Object point labels
********

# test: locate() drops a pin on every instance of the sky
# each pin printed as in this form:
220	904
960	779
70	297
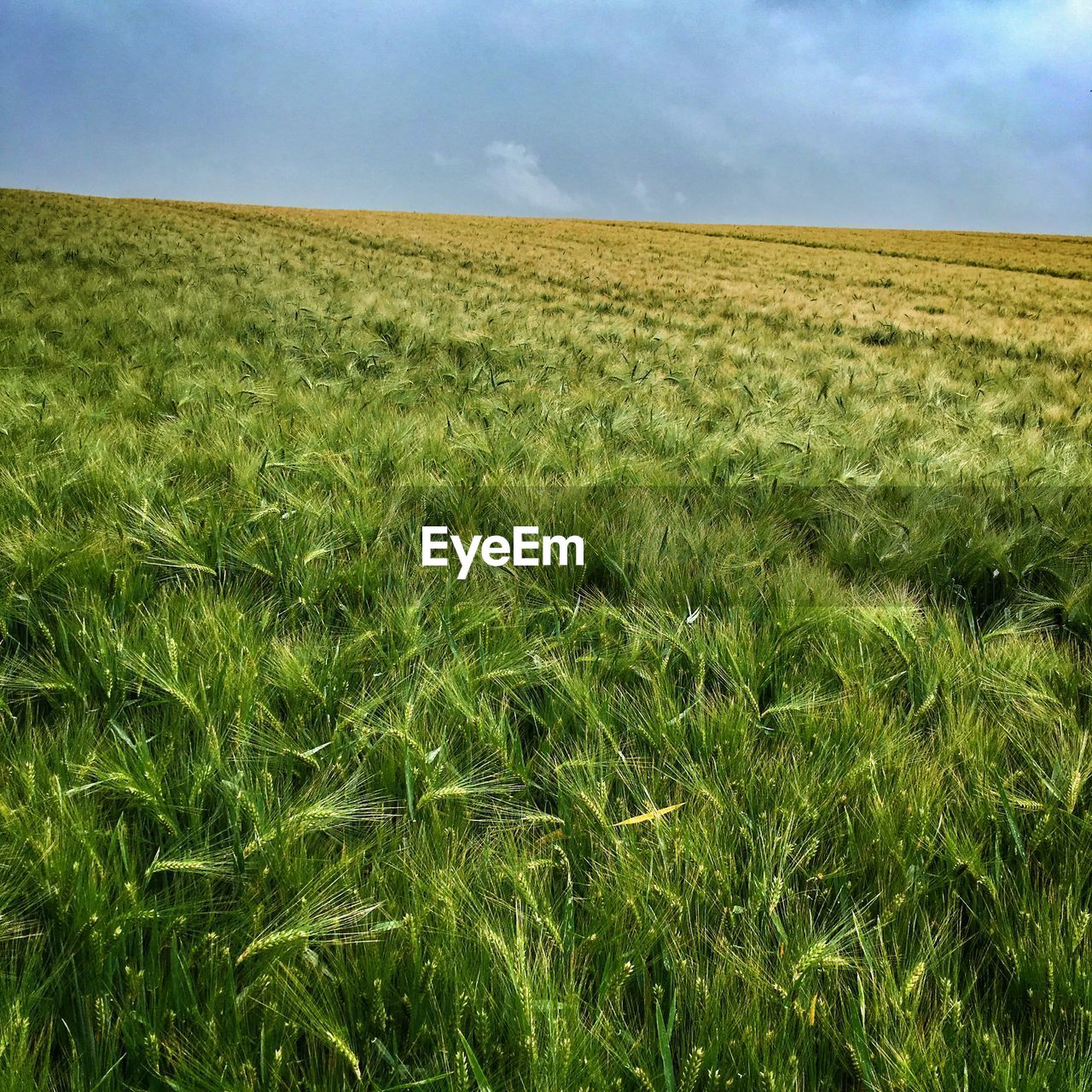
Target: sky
939	113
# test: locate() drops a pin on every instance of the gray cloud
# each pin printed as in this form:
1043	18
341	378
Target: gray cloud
515	176
902	113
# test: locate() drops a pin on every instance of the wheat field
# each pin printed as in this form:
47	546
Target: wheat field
787	788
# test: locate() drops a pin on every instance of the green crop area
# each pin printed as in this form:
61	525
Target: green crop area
787	787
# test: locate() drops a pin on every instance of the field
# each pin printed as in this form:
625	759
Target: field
787	788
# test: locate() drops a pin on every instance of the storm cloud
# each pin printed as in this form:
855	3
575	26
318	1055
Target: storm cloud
905	113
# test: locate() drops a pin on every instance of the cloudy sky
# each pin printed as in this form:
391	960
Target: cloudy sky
874	113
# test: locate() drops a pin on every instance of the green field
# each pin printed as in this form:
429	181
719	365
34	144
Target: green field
787	788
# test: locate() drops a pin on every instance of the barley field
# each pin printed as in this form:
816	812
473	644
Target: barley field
787	788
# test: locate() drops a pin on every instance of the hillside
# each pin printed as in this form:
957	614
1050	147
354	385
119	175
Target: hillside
787	787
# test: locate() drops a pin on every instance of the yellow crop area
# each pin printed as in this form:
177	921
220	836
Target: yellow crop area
787	787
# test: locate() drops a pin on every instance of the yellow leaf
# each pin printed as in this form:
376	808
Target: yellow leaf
648	816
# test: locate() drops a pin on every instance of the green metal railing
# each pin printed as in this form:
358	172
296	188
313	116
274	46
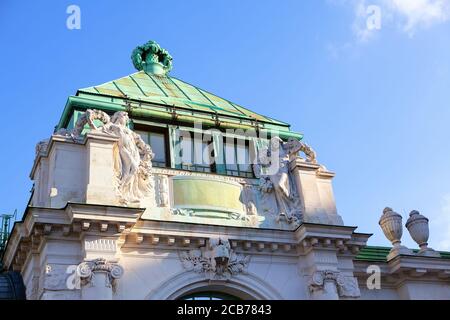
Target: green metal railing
5	220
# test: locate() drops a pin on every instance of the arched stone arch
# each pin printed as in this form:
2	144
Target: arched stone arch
246	286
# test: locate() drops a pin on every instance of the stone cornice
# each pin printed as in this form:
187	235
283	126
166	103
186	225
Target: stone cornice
38	222
71	140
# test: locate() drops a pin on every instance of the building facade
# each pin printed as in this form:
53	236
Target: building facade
152	188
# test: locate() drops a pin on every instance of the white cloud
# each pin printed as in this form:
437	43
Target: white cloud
408	15
414	14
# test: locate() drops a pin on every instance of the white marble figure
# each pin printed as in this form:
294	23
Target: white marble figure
132	163
133	166
279	181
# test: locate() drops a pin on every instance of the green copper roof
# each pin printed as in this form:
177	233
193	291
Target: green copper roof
167	90
379	254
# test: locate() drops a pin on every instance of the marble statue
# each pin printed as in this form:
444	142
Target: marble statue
132	162
277	183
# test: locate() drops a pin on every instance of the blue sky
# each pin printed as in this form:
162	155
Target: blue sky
372	103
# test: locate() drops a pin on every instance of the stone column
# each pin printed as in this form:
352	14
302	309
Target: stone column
101	150
313	183
98	279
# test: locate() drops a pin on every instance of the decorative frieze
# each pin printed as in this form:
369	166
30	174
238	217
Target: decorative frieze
87	270
346	286
217	261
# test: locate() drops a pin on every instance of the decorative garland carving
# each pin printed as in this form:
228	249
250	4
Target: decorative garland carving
151	52
217	260
86	271
347	286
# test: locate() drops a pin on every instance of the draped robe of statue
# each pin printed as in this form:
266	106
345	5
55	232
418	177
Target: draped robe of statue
133	163
279	183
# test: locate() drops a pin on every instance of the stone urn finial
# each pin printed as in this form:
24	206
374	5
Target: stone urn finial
391	224
418	228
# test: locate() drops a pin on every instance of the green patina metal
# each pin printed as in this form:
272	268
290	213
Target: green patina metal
379	254
151	94
201	193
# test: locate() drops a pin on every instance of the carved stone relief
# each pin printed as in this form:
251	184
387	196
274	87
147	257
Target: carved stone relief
87	270
347	286
279	194
217	261
132	162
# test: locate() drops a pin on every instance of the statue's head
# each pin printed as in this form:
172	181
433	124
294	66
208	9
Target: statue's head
120	118
275	143
293	145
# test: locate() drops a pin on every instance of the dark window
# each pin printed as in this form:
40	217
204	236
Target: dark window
238	157
209	295
158	142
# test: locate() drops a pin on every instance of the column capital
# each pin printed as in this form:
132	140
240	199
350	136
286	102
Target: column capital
88	269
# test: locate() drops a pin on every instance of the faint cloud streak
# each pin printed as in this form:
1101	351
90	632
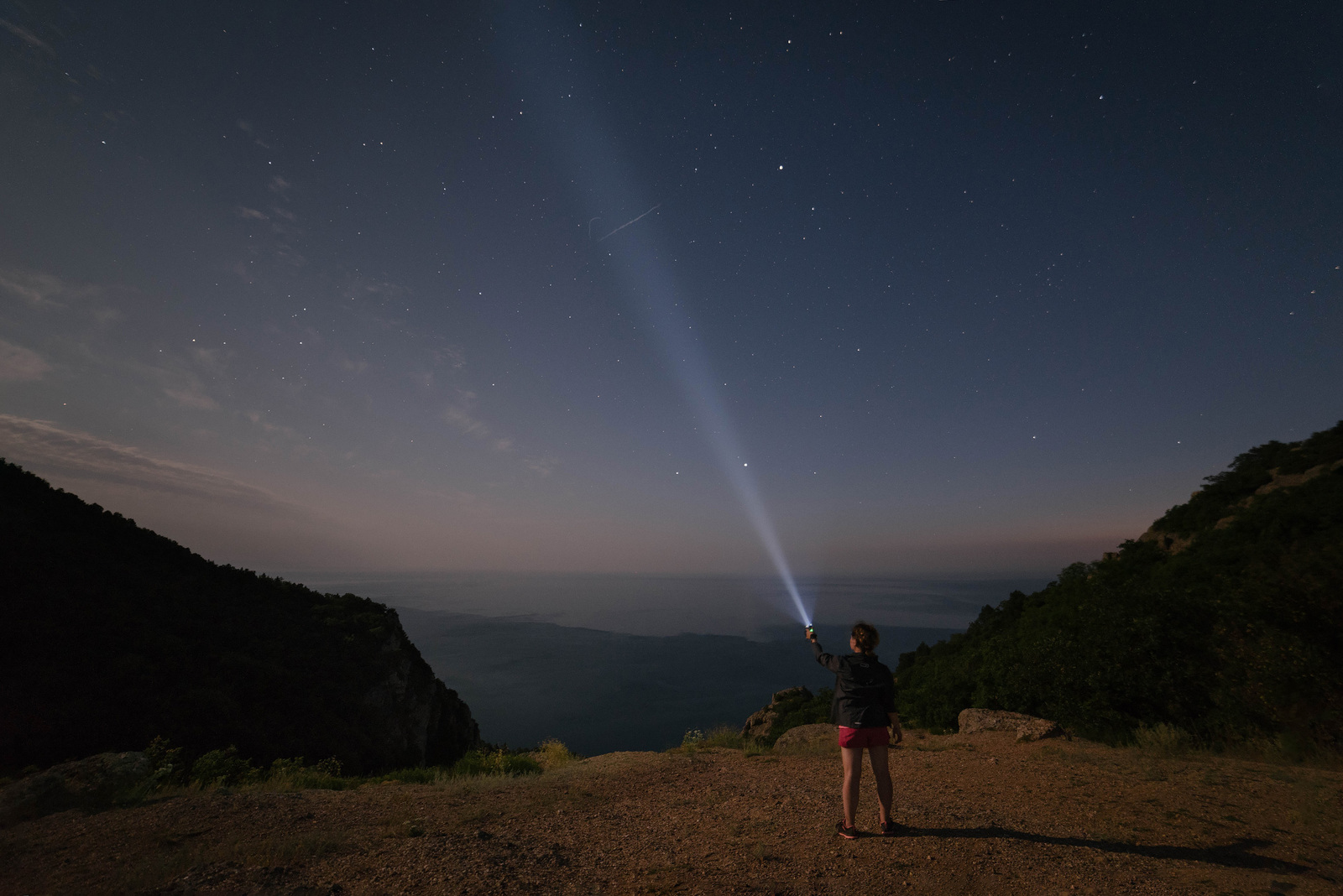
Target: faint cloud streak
47	447
19	364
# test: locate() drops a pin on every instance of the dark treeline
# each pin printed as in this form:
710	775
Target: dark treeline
1225	620
112	635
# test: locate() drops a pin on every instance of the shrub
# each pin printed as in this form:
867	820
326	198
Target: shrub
499	762
797	711
552	754
223	768
723	737
1163	739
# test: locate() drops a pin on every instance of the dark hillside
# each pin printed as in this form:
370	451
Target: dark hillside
112	635
1225	618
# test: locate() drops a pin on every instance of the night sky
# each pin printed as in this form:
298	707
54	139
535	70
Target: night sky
973	289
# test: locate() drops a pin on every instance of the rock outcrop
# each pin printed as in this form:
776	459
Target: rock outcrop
806	737
758	726
112	636
93	782
1027	727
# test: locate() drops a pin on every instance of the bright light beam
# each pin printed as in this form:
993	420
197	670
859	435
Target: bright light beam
599	170
673	327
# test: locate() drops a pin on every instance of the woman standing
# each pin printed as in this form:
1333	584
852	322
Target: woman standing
864	707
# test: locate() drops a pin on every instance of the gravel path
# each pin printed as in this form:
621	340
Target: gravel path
985	815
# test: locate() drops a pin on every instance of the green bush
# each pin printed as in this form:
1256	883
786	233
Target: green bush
723	737
798	710
499	762
223	768
1162	739
552	754
1224	624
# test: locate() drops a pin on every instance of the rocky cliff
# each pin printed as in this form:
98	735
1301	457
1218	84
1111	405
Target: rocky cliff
112	635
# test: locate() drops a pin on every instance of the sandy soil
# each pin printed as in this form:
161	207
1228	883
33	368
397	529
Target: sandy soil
985	815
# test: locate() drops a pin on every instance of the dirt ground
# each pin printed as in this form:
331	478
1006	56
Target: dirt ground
985	815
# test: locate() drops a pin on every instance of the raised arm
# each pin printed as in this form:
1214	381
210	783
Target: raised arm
828	660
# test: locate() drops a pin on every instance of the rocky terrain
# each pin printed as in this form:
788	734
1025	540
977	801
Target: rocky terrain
985	813
112	635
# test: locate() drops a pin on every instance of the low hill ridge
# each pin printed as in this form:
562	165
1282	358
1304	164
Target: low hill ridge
112	635
1224	620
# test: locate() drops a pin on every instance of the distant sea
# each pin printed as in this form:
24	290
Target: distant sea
635	662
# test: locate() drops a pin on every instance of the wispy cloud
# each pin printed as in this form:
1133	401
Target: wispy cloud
47	447
462	414
19	364
27	36
44	290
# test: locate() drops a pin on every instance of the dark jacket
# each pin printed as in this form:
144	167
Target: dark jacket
864	690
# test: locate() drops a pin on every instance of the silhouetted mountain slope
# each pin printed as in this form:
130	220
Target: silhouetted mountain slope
1225	618
112	635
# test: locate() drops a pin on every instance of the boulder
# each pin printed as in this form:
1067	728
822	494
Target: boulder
758	726
89	782
1027	727
809	735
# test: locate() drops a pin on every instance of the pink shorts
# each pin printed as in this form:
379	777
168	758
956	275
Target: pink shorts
860	738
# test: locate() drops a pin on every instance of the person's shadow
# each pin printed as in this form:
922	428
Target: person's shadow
1235	855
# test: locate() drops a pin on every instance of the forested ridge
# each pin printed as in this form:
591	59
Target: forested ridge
1224	620
112	635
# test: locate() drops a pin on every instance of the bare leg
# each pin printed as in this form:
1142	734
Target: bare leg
852	773
881	772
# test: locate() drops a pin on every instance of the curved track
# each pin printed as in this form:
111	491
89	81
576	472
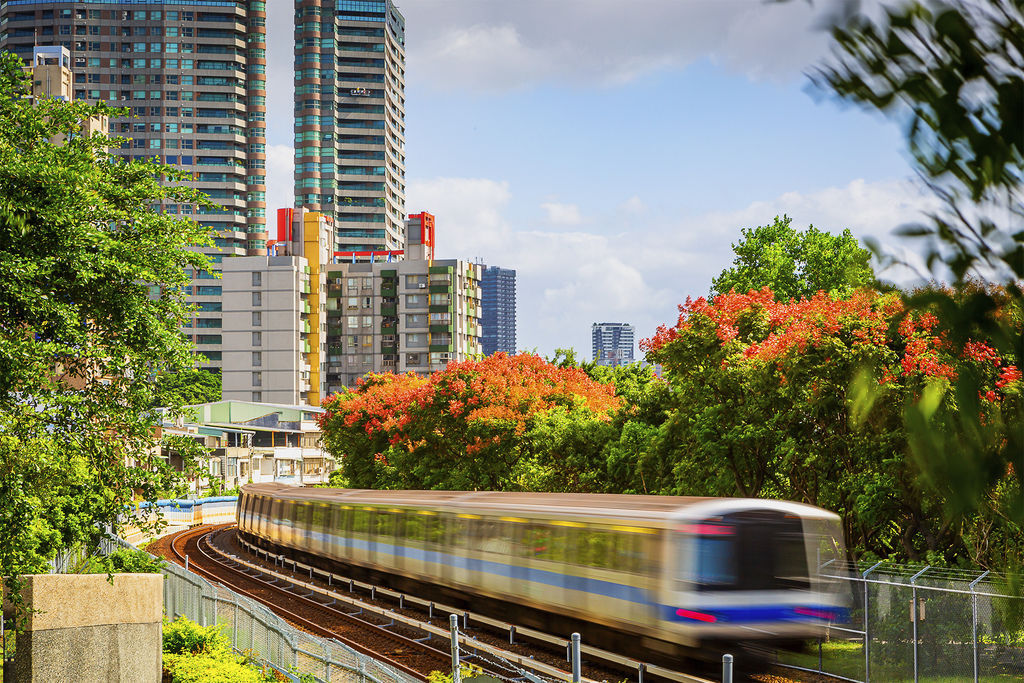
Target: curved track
416	658
401	652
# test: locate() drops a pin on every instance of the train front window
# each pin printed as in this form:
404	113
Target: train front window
716	560
753	550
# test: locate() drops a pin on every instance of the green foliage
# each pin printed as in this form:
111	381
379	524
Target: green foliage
91	304
187	387
771	404
950	73
124	560
796	264
219	667
183	636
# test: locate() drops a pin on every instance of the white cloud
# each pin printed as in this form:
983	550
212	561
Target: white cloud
499	46
280	180
562	214
568	280
633	205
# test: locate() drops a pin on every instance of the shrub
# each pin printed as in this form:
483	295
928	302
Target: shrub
216	667
185	637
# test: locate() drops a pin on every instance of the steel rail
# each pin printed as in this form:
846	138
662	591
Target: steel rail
306	624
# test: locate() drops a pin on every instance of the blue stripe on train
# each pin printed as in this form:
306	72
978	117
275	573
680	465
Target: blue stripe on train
762	613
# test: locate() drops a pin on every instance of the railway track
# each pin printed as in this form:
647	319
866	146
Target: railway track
395	649
227	562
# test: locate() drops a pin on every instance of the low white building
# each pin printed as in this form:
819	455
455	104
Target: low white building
253	442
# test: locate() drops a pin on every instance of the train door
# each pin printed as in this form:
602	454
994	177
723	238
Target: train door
360	546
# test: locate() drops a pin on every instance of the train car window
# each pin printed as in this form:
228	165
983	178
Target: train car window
791	561
459	531
416	526
595	548
434	529
383	523
360	521
538	542
628	552
494	537
288	513
716	560
318	518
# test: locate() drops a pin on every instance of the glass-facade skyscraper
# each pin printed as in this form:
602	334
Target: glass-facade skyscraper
350	120
498	303
193	75
612	343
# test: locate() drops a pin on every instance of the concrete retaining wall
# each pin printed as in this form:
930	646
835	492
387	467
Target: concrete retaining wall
83	628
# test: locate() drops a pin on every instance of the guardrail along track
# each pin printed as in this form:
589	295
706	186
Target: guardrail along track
395	649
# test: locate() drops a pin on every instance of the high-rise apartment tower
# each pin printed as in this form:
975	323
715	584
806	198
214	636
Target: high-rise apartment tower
193	76
612	343
350	119
498	302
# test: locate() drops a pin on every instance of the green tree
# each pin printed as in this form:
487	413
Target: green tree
951	74
91	303
766	409
190	386
795	264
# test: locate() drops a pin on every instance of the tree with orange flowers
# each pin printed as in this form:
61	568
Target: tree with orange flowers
469	426
772	403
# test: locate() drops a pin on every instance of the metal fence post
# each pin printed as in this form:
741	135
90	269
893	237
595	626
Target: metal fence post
974	625
867	638
913	615
576	657
454	628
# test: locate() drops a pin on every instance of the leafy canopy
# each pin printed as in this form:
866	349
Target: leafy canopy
463	428
951	73
768	409
190	386
91	303
795	264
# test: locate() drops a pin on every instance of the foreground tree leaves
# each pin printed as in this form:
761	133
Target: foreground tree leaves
806	399
91	303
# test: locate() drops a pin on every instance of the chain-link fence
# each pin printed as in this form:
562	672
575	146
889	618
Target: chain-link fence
922	624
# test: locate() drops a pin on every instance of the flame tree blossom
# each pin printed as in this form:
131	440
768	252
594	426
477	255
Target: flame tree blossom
465	427
804	399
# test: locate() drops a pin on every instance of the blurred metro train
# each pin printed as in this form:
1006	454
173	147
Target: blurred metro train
670	573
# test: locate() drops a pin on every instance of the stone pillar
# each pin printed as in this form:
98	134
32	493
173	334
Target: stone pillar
86	629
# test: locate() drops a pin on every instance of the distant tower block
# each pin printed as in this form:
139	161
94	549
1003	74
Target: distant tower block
612	343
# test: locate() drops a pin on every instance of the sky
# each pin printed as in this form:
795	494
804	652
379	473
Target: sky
610	152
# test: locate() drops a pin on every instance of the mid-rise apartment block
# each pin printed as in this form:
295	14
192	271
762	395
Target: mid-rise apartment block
274	315
417	314
612	343
350	120
50	76
498	289
193	76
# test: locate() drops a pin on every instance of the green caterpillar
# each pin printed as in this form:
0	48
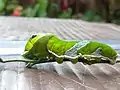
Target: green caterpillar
48	48
44	48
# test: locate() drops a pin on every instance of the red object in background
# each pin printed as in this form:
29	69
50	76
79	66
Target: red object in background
64	5
17	11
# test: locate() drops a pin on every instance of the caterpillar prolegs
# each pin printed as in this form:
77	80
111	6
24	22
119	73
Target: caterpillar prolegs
44	48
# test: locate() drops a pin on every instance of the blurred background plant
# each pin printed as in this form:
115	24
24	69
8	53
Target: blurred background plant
89	10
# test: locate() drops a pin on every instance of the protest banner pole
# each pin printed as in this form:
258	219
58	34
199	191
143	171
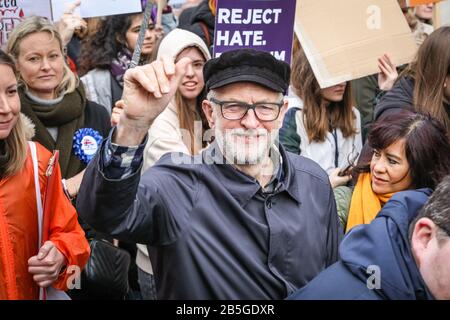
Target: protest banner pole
140	41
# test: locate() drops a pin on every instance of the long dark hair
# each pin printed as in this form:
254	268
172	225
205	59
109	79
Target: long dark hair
427	146
429	76
102	48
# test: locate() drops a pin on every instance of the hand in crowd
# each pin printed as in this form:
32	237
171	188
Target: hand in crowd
147	91
116	112
388	73
336	180
159	31
73	184
46	265
70	22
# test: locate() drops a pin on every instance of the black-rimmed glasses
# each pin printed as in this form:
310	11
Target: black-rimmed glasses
236	110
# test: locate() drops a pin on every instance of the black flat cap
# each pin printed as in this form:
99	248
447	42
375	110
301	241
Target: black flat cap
247	65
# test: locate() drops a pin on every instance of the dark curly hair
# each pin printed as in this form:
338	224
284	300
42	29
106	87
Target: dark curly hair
99	50
427	146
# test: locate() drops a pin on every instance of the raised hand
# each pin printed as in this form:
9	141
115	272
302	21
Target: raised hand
388	73
147	91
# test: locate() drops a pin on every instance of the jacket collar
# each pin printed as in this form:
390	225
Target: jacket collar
240	185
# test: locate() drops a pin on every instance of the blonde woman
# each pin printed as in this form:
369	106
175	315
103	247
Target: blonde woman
52	97
24	264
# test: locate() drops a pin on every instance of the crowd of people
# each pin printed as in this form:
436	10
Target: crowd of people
236	177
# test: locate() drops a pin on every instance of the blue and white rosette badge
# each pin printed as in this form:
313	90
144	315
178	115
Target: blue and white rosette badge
86	142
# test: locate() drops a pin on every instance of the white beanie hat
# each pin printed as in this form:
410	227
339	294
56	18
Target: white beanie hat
177	40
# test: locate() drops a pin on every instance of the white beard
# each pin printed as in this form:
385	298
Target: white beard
235	149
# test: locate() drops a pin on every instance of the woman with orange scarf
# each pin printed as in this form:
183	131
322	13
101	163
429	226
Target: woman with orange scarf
410	151
25	265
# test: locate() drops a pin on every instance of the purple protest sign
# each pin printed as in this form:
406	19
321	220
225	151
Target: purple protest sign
259	24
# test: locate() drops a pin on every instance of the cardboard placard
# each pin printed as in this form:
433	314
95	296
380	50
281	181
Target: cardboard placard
259	24
343	39
96	8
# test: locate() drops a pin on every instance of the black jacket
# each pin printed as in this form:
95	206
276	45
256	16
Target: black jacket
211	231
381	249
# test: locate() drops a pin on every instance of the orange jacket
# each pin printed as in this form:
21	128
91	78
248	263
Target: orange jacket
19	231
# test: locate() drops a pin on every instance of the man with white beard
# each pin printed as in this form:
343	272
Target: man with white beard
242	220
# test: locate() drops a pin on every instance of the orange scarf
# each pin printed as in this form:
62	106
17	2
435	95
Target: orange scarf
365	203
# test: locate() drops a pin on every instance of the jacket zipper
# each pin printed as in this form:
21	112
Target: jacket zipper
8	258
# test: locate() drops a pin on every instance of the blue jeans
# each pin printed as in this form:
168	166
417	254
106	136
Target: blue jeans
147	285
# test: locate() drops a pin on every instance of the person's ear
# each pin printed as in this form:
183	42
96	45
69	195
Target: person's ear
424	231
209	113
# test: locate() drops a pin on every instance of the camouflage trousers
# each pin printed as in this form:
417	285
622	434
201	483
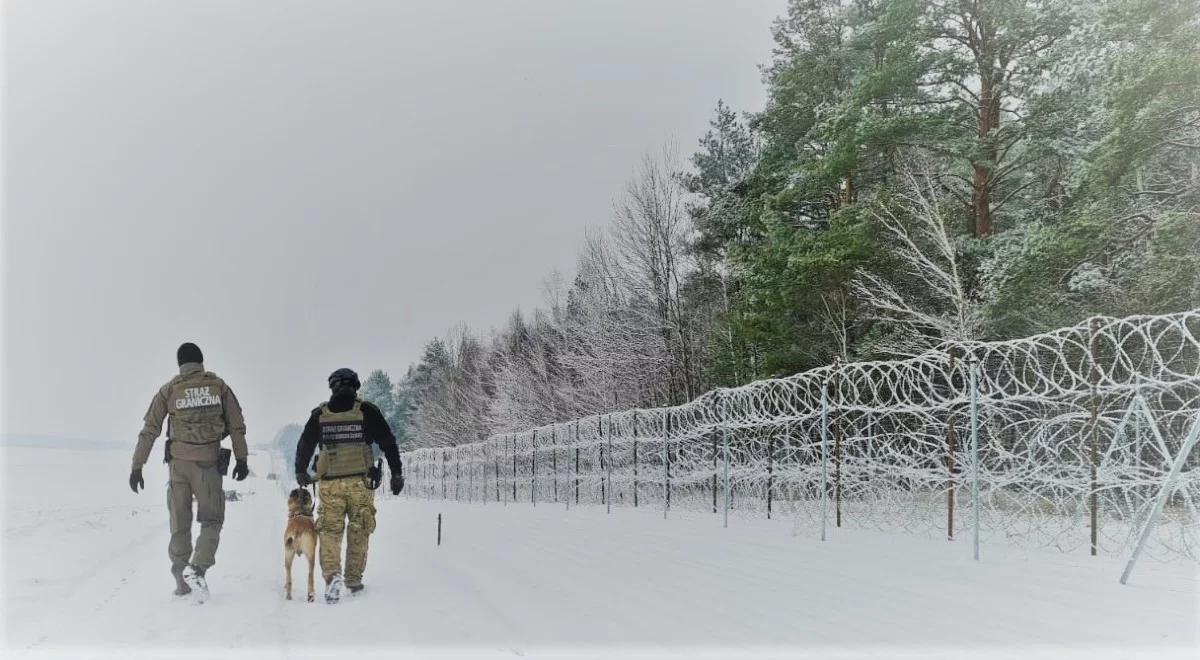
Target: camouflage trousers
345	501
199	483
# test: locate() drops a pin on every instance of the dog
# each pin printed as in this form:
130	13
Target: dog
300	538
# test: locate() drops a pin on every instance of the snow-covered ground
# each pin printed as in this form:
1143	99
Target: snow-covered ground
85	575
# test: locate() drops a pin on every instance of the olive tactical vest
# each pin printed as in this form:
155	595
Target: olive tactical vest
196	409
343	443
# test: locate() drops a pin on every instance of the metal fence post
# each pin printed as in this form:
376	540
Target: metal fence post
837	445
1188	444
825	456
725	438
635	459
607	466
666	461
975	450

********

Instructions for the task. With pictures omitted, reproduce exactly the lines from the line containing "the black jacket" through the end of the data above.

Answer.
# test: locate() drops a pin on every instance of the black jacket
# each pin printed as in this form:
95	206
276	45
256	16
Target: black jacket
211	231
381	249
# test: locate() drops a pin on every instance of the orange jacket
# each pin printed as in this form:
21	128
91	78
248	263
Target: orange jacket
19	231
# test: locate() drops a pin on every instance of the man with white beard
# each pin printed as in this form:
343	272
Target: man with white beard
242	220
# test: locate() drops a pin on every instance of the orange scarf
# each pin printed as in this form:
62	106
17	2
435	95
Target: orange scarf
365	203
# test: locate() drops a pin on every instance of the jacket zipper
# each pin printed as in this form:
21	112
Target: jacket zipper
8	258
# test: locate() drops a pin on every instance of the blue jeans
# each pin printed as in this form:
168	166
417	254
106	136
Target: blue jeans
147	285
# test: locate() drops a pin on every instance of the person's ear
# each pin printed as in this form:
183	42
96	45
69	195
Target: person's ear
424	231
209	113
# test: locate() drops a pin on every instance of the camouflage trousers
# each pin printed as in this form:
417	285
622	434
201	483
Target: camouflage trousers
345	501
199	483
# test: locate() drops a pin on every instance of the dog
# each pin printed as in this form:
130	13
Target: dog
300	538
# test: locate() drops a pin on every instance of the snow-covered ground
# each pin printed as in this form:
1143	99
Target: snow-covered ground
85	575
# test: locate() drops a pin on every instance of the olive tactical vest
# each pin printed as in this form:
155	595
Target: olive tactical vest
196	409
343	443
# test: locate() drops a pin on every instance of the metal fence post
# each pin printed as in this form:
376	540
Target: metal fence post
837	445
1188	444
825	456
725	438
635	459
607	466
666	461
975	450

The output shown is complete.